▶ **YOUR OBJECTIVE**:
Please recast the material as a two-column CSV headed input and output, starting with the line containing "of the **hop" and going on through the line containing "609), (457, 595)]". Put each text in input and its answer in output, each as one quoted field with line breaks turned into spaces.
☆ ☆ ☆
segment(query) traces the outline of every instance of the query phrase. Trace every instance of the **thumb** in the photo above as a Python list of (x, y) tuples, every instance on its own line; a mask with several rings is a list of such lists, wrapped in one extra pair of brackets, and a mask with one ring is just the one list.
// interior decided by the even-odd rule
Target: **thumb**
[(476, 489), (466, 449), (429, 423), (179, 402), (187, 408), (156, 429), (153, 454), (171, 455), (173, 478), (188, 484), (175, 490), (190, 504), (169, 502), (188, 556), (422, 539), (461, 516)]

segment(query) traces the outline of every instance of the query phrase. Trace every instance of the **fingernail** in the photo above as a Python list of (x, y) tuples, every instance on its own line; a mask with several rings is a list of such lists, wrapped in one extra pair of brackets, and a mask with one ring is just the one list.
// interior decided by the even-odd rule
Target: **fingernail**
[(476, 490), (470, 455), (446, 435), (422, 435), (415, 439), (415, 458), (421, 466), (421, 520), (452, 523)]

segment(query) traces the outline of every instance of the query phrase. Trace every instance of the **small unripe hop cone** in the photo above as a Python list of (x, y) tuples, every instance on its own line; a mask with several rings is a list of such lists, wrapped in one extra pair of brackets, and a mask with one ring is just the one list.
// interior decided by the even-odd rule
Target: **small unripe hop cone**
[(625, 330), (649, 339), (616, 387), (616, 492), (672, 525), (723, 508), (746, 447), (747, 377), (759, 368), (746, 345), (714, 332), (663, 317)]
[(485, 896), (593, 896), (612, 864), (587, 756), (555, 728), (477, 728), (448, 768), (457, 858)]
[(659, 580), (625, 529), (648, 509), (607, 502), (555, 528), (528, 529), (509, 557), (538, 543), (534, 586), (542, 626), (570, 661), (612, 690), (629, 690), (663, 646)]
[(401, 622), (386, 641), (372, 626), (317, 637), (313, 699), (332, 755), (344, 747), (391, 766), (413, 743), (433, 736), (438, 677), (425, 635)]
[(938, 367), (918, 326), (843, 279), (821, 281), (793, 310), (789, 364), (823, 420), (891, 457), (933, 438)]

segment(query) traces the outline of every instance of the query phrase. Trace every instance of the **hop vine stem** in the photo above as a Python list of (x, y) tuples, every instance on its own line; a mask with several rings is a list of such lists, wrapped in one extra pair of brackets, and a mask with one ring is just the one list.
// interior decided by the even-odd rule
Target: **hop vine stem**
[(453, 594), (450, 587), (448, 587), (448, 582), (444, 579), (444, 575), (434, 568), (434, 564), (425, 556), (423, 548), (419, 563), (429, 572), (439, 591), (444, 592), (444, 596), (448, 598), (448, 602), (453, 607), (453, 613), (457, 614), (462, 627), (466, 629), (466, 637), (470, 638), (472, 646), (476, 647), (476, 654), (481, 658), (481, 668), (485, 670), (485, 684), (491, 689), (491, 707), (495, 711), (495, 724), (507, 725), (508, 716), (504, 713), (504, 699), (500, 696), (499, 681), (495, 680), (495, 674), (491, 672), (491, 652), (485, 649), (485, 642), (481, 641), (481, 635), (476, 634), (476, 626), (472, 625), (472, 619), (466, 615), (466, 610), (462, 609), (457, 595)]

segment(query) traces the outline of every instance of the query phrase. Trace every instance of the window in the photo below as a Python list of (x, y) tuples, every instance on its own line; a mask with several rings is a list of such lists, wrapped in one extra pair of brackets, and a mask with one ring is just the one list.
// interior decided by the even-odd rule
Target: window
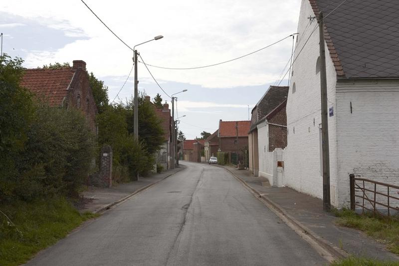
☆ ☆ ☆
▶ **TASK RESULT**:
input,output
"segment(query) traces the outline of every instance of the query phrase. Trace every instance of the **hop vine stem** in the photo above as a Python list of (x, y) tuples, every instance on its own line; a mask with several rings is a list of such lists, wrapped in one extra pair of brackets, and a mask with one ring is just the one list. // interior decided by the even-odd rule Target: **hop vine stem**","[(453, 594), (450, 587), (448, 587), (448, 582), (444, 579), (444, 575), (434, 568), (434, 564), (425, 556), (423, 548), (419, 563), (429, 572), (439, 591), (444, 592), (444, 596), (448, 598), (448, 602), (453, 607), (453, 613), (457, 614), (462, 627), (466, 629), (466, 637), (470, 638), (472, 646), (476, 647), (476, 654), (481, 658), (481, 668), (485, 670), (485, 684), (491, 689), (491, 707), (495, 711), (495, 724), (507, 725), (508, 716), (504, 713), (504, 699), (500, 696), (499, 681), (495, 680), (495, 674), (491, 672), (491, 652), (485, 649), (485, 642), (481, 641), (481, 635), (476, 634), (476, 626), (472, 625), (472, 619), (466, 615), (466, 610), (462, 609), (457, 595)]"